▸ **Teks yang Ditampilkan**
++++++++++++++++++++

9.25.2014

Mie Aceh Darussalam

mie aceh
Penampakan mie aceh darussalam yang rebus... Hmmm, nyam!
(dokumentasi pribadi)
Malam ini, saya dan Kanda makan dengan menu mie aceh lagi. Belakangan ini kami memang senang sekali makan mie khas yang pedas itu.
Bermula dari masa penantian saat ngeprint draft di seberang jalan. Waktu itu karena bosan menunggu abang rental memprint draft tugas akhir saya yang warna-warni, mata saya iseng membaca-baca berbagai tulisan yang bisa dibaca. Sampai mata saya tertuju pada baleho berwarna merah yang tertulis "Mie Aceh Darussalam Selera Pedas". Saya yang memang gemar sekali makan mie dan pencinta kuliner pedas, langsung mencolek Kanda. Berharap Kanda mengajak saya ke tempat itu kapan-kapan. Kebetulan saat itu saya belum pernah sekalipun makan mie aceh, jadi penasaran sekali. :)

++++++++++++++++++++

▸ **Cuplikan Data**
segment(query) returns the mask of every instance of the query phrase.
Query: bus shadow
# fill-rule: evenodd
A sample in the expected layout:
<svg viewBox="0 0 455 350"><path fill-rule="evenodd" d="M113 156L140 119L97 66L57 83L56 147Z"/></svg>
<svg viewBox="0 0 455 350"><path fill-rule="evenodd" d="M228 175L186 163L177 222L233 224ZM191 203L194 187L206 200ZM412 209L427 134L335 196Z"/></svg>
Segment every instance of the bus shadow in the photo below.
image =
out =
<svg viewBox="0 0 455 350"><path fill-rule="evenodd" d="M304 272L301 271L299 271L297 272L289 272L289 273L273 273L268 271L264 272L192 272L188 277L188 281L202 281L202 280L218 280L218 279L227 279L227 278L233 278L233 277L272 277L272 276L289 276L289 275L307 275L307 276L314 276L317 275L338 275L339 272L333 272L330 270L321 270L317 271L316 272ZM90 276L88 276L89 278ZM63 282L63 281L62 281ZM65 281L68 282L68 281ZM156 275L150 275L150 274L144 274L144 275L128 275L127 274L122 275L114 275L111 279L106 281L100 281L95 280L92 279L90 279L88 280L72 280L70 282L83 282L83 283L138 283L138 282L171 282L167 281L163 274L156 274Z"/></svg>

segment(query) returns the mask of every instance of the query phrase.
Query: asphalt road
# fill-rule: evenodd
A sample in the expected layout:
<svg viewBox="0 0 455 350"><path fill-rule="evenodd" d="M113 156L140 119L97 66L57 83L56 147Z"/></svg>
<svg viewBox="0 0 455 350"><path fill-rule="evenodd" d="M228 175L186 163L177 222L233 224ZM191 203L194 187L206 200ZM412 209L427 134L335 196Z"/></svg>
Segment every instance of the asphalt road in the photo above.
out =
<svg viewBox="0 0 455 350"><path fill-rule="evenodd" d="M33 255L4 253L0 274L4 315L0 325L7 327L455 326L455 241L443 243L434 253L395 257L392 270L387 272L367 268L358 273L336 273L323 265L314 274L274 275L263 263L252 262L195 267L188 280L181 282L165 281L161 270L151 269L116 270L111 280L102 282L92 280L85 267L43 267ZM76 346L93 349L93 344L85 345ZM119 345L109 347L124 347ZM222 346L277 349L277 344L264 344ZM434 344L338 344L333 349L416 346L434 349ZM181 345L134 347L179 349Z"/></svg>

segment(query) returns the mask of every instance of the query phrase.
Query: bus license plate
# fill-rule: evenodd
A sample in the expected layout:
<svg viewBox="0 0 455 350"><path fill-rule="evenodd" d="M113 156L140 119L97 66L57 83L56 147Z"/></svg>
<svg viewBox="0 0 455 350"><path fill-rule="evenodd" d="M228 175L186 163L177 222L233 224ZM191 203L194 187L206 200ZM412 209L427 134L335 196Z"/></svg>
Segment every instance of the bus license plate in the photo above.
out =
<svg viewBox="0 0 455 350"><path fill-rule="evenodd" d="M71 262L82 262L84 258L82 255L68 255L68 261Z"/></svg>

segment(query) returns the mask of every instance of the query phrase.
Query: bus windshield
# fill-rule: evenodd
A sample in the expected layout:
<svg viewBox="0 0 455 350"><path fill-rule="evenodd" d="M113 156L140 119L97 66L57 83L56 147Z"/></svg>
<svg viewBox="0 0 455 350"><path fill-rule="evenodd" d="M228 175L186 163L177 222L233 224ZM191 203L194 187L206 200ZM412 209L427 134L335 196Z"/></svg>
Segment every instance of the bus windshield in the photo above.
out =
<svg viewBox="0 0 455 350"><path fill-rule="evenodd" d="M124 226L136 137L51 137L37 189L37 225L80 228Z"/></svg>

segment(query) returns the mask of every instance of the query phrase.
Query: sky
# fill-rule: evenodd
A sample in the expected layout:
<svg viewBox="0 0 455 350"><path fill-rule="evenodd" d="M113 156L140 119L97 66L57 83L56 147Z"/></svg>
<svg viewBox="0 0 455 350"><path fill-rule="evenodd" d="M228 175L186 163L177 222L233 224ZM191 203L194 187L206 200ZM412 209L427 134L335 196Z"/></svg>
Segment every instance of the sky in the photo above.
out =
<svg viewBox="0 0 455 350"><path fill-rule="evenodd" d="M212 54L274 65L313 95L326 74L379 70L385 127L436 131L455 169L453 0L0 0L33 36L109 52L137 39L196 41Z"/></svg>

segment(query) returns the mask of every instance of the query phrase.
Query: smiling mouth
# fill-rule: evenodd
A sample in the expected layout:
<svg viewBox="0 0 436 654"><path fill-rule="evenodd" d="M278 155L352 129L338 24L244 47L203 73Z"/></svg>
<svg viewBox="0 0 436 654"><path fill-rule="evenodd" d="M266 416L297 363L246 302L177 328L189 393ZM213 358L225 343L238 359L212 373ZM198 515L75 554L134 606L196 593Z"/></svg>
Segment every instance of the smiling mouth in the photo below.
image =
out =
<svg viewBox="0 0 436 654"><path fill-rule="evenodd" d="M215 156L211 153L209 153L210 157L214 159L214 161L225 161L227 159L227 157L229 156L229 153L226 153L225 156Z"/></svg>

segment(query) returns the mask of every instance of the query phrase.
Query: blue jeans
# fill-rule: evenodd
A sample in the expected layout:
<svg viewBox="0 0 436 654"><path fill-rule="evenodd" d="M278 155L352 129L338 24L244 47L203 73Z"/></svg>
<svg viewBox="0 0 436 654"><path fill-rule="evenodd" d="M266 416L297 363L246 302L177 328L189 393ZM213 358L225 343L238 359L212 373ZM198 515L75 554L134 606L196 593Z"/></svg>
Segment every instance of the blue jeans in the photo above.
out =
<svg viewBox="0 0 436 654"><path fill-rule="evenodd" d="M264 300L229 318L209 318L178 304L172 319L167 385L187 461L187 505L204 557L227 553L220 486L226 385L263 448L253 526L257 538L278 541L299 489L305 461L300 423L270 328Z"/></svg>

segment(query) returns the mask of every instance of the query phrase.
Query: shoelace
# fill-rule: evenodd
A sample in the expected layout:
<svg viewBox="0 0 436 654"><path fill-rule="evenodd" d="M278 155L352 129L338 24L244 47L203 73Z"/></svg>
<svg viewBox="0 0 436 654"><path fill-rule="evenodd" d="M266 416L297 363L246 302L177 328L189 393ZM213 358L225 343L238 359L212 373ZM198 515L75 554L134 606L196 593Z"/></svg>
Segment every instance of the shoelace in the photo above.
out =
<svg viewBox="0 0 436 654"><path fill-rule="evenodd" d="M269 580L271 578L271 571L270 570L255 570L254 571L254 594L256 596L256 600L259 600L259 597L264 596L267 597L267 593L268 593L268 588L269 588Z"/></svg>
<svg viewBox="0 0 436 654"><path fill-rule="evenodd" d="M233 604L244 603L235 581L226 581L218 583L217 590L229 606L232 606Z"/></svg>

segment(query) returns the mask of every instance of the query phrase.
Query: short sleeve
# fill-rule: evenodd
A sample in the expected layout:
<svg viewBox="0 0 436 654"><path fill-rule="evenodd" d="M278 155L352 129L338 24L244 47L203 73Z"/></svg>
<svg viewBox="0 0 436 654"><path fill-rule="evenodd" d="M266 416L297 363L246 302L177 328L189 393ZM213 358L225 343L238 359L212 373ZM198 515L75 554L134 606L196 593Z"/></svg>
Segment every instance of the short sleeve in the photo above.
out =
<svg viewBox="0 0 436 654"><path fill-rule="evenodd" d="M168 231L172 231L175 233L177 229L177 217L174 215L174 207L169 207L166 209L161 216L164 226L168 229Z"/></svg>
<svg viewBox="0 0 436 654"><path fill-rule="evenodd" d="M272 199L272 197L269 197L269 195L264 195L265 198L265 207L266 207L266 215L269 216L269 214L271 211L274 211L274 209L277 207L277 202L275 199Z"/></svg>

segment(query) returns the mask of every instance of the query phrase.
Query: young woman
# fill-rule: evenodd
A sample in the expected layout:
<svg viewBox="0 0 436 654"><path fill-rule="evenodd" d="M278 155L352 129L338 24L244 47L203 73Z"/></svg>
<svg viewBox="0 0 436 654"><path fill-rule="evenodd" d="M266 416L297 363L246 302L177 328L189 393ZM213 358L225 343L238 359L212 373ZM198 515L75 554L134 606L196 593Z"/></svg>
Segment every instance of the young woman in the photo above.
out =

++++++++++++++++++++

▸ **Soal Latihan A**
Terjemahkan kalimat "Belakangan ini kami memang senang sekali makan mie khas yang pedas itu." dari teks tentang Mie Aceh Darussalam ke dalam bahasa Inggris.
▸ **Soal Latihan B**
Tuliskan ulang tanpa perubahan bagian teks tentang Mie Aceh Darussalam mulai dari "(dokumentasi pribadi)" sampai dengan "yang pedas itu.".

▸ **Jawaban Latihan A**
Lately we have really loved eating that distinctive spicy noodle dish.

▸ **Jawaban Latihan B**
(dokumentasi pribadi)
Malam ini, saya dan Kanda makan dengan menu mie aceh lagi. Belakangan ini kami memang senang sekali makan mie khas yang pedas itu.